Collection entries

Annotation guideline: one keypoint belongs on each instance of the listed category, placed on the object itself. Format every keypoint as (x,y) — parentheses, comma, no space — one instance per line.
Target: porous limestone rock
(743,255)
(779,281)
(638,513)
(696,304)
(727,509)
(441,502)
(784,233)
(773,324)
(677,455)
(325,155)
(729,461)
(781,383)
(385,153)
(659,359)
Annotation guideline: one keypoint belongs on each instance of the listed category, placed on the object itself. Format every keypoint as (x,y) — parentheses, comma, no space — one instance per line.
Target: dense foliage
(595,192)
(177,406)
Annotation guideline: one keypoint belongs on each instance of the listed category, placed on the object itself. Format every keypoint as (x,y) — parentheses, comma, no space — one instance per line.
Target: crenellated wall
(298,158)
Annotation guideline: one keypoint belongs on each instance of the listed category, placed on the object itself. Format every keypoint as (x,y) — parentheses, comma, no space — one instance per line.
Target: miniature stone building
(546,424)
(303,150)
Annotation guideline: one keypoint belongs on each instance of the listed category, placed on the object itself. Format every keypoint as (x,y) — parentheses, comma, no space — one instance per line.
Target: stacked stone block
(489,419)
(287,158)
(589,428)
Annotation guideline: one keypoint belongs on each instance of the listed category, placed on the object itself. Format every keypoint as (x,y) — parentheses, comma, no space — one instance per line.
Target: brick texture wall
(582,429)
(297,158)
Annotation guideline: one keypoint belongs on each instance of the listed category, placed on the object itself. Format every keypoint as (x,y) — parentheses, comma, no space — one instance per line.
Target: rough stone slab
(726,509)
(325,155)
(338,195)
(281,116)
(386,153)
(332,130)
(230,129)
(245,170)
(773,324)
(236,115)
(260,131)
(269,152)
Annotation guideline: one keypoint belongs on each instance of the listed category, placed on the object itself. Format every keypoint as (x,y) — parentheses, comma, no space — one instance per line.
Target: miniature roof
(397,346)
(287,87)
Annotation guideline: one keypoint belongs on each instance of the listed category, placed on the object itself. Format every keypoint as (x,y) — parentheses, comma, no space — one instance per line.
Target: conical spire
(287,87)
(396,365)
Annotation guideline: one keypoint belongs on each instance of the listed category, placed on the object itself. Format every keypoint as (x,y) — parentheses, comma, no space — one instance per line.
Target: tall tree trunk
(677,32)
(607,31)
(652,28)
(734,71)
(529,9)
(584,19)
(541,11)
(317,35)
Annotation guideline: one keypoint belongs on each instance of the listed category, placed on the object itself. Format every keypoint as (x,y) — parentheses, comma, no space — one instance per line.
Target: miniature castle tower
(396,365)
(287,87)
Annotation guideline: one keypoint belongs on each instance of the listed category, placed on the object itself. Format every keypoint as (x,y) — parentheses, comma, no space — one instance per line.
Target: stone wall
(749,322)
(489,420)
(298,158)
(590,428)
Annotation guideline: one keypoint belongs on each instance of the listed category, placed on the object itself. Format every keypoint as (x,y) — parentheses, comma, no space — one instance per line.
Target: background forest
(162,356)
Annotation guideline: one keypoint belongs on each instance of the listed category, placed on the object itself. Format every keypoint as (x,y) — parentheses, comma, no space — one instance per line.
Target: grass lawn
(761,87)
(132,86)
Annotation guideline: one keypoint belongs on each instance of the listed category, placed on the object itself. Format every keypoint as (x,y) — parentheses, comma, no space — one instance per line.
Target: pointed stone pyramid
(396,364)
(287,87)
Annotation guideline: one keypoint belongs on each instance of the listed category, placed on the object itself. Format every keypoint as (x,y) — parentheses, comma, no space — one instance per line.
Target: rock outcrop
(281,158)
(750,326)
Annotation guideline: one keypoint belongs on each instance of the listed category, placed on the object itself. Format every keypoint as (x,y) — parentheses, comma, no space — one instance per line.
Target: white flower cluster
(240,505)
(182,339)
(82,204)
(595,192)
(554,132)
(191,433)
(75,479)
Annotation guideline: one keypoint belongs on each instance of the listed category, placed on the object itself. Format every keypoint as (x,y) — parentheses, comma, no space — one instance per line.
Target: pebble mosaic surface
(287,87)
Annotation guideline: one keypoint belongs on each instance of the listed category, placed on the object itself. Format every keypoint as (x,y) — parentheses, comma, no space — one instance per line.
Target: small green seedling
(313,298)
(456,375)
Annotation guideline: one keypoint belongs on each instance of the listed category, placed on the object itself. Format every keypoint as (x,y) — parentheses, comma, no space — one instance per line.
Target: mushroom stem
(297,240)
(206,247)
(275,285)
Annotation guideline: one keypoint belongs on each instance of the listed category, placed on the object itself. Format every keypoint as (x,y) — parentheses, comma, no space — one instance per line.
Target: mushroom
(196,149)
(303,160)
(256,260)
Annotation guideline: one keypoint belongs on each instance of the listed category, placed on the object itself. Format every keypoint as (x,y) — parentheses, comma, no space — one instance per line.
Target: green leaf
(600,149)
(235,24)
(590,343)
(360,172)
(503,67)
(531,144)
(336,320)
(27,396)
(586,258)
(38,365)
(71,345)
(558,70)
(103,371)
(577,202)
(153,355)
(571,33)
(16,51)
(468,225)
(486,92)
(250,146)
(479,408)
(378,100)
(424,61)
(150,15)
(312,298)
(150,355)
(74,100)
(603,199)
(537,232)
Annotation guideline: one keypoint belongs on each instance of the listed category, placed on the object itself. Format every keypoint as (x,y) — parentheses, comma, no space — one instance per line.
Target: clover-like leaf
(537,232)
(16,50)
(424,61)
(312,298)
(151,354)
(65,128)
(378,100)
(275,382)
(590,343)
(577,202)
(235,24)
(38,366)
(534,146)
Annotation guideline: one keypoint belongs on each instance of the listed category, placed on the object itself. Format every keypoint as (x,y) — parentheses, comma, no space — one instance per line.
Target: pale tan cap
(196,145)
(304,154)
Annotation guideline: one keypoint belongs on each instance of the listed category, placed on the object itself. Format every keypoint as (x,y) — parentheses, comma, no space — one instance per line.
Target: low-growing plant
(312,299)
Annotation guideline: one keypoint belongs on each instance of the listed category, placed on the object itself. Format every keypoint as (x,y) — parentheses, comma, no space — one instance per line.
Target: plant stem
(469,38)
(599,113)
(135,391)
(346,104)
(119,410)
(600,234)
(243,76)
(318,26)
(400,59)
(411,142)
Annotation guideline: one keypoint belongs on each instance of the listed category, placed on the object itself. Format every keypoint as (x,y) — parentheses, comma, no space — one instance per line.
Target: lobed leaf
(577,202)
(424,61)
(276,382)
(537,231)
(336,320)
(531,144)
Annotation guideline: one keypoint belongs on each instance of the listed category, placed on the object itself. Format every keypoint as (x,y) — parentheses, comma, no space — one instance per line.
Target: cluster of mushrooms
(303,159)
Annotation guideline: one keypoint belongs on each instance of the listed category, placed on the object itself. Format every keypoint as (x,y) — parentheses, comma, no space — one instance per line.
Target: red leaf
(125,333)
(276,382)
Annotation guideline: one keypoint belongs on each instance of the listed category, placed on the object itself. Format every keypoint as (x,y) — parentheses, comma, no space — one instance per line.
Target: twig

### ABOUT THIS EXERCISE
Repeat the entries. Keep each one exactly as written.

### TASK ANSWER
Annotation guideline: one keypoint belongs on each instance of the listed category, placed on the object itself. Format every keypoint as (x,y) — parentheses, comma, no space — one instance per line.
Target: porous limestone rock
(743,255)
(779,281)
(638,513)
(696,304)
(727,509)
(441,502)
(784,233)
(773,324)
(677,455)
(325,155)
(729,461)
(781,383)
(385,153)
(659,359)
Annotation guideline: one keypoint belongs on each instance of the listed category, placed on the object itself. Format every keypoint as (x,y) — parentheses, comma, no space — one instance per line.
Target: dense foliage
(595,192)
(177,406)
Annotation guideline: one keypoint belongs on each instance of the listed category, placed on the object itself. Format every keypoint as (x,y) — parentheses, comma, no space — one instance per line.
Target: crenellated wall
(298,158)
Annotation guideline: one keypoint belongs on each instance of the listed category, placed on the object itself. Format every keypoint as (x,y) — parentheses, comma, no space — one instance per line.
Target: miniature stone building
(546,424)
(303,150)
Annotation guideline: one keypoint belongs on each instance of the listed category, placed on the object itself. Format every keypoint as (x,y) — parentheses, comma, no space — one instance per line.
Target: stacked stone block
(489,419)
(287,158)
(589,428)
Annotation guideline: one keypoint belongs on each instance of the listed category, placed on the object itself. Format every keypoint as (x,y) — parentheses, comma, no space — one instance per line.
Target: brick texture wall
(582,429)
(297,158)
Annotation guideline: one keypoint belongs on each instance of the listed category, placed on the object itself. Format every keypoint as (x,y) — parentheses, comma, no space — one instance per line.
Target: rough stone slab
(726,509)
(325,155)
(338,195)
(281,116)
(386,153)
(332,130)
(230,129)
(245,170)
(773,324)
(236,115)
(260,131)
(269,152)
Annotation guideline: one keypoint belongs on each instance of the listed category, placed on the object itself. Format every keypoint as (x,y) — parentheses, comma, no space — one instance per line.
Target: miniature roof
(397,346)
(287,87)
Annotation guideline: one keypoint belongs on each instance of the listed category, placed on the object itself. Format every keypoint as (x,y) — parentheses, comma, no space — one instance per line.
Target: conical spire
(287,87)
(396,365)
Annotation guideline: one keypoint belongs on each instance of the listed category, placed on the object itself. Format every keypoint as (x,y) — parentheses, comma, no space — one instance per line.
Target: tall tree trunk
(677,32)
(607,31)
(652,28)
(734,71)
(529,9)
(584,19)
(541,11)
(317,35)
Annotation guideline: one keypoint belongs on each instance of the listed category, placed on the object itself. Format every keypoint as (x,y) — parentheses, comma, no space — one instance per line.
Target: miniature castle tower
(396,365)
(287,87)
Annotation guideline: one keypoint belongs on each instance of the listed category, placed on the object itself. Format every keypoint as (x,y) — parentheses, comma, no space — one instance per line.
Target: stone wall
(749,322)
(489,420)
(298,158)
(590,428)
Annotation guideline: one keypoint belongs on each instance of the listed category, placed on the object itself. Format every keypoint as (x,y) — parentheses, comma, no space — one instance per line.
Target: background forest
(162,356)
Annotation guideline: one keypoint belongs on each instance of the listed category, placed on the object itself. Format every keypoint as (x,y) — parentheses, comma, no space — one instance per line.
Target: grass lawn
(761,87)
(132,86)
Annotation guideline: one keypoint belongs on each instance of the listed category, placed on the object itself. Format every keypoint as (x,y) — parentheses, comma, no space — one instance per line.
Target: pointed stone pyramid
(396,364)
(287,87)
Annotation guideline: one keypoint belongs on each instance of the listed category, placed on the object itself. Format every keypoint as (x,y) — parentheses, comma, no space — one instance per line.
Target: rock outcrop
(281,158)
(750,326)
Annotation guideline: one keypoint belongs on each instance of the listed category, placed on the object itself. Format every keypoint as (x,y) — parentheses, comma, no space — one instance per line.
Target: white flower cluster
(240,505)
(182,339)
(82,204)
(595,192)
(554,132)
(191,433)
(75,479)
Annotation guideline: one keypoint belongs on each instance of the listed category, placed on the object itself. Format every keypoint as (x,y) — parentheses, comma, no space — one instance per line.
Target: pebble mosaic surface
(287,87)
Annotation guideline: one keypoint belongs on each instance of the listed category, placed on the object itself. Format every keypoint as (x,y) — parentheses, comma, no space — one instance per line.
Target: small green seedling
(313,298)
(456,375)
Annotation guideline: one keypoint belongs on each instance of the listed category, placed on the object itself. Format every keypoint as (x,y) — parentheses, comma, no space — one instance per line.
Target: mushroom stem
(297,240)
(206,247)
(275,285)
Annotation guideline: one keypoint belongs on each instance of the listed category, placed on the object itself. Format every keypoint as (x,y) — parentheses, comma, no space — one instance per line.
Target: mushroom
(196,149)
(303,160)
(256,260)
Annotation guideline: one keypoint belongs on each instance of the listed category, placed on the object itself. Format every keypoint as (x,y) — parentheses, comma, no space — one instance per line.
Target: green leaf
(600,149)
(235,24)
(590,343)
(360,172)
(503,67)
(531,144)
(336,320)
(27,396)
(586,258)
(38,365)
(71,345)
(558,70)
(103,371)
(577,202)
(153,355)
(571,33)
(16,51)
(468,225)
(486,92)
(250,146)
(479,408)
(378,100)
(424,61)
(150,15)
(312,298)
(150,355)
(74,100)
(603,199)
(537,232)
Annotation guideline: one keypoint belongs on each instance of the listed category, placed on the object itself. Format every keypoint as (x,y) — parentheses, comma, no space — one instance per line.
Target: clover-like leaf
(537,232)
(16,50)
(424,61)
(312,298)
(151,354)
(65,128)
(378,100)
(275,382)
(590,343)
(577,202)
(235,24)
(38,366)
(534,146)
Annotation guideline: one keypoint belongs on each instance of the listed category, placed on the object itself. Format every keypoint as (x,y) — parentheses, comma, no space — one instance per line.
Target: pale tan cap
(196,145)
(304,154)
Annotation guideline: one keypoint belongs on each instance of the listed category, placed on the object itself. Format every keypoint as (x,y) — parentheses, comma, no space — one instance per line.
Target: low-growing plant
(312,299)
Annotation guideline: one keypoint belongs on each instance of the listed category, placed on the object itself. Format every keypoint as (x,y) — parentheses, comma, no space — one instance per line.
Target: plant stem
(469,38)
(599,113)
(135,391)
(346,104)
(119,410)
(600,234)
(243,76)
(318,26)
(400,59)
(411,142)
Annotation guideline: one keypoint belongs on each instance of the listed category, placed on the object itself. Format every keypoint as (x,y) — parentheses, comma, no space — one instance per line.
Target: lobed leaf
(577,202)
(424,61)
(276,382)
(537,231)
(336,320)
(531,144)
Annotation guideline: one keypoint belongs on each instance of the listed category, placed on the object itself. Format every keypoint as (x,y) — parentheses, comma, no space — one instance per line.
Target: cluster of mushrooms
(303,159)
Annotation guideline: one keypoint belongs on each instance of the listed category, placed on the object itself. Format every keypoint as (x,y) — parentheses, comma, no space — one instance per line.
Target: red leaf
(125,333)
(276,382)
Annotation guideline: one keypoint belongs on each instance of the listed category, placed on the object itself. Format every keypoint as (x,y) — parentheses, comma, no space — one instance per line.
Target: twig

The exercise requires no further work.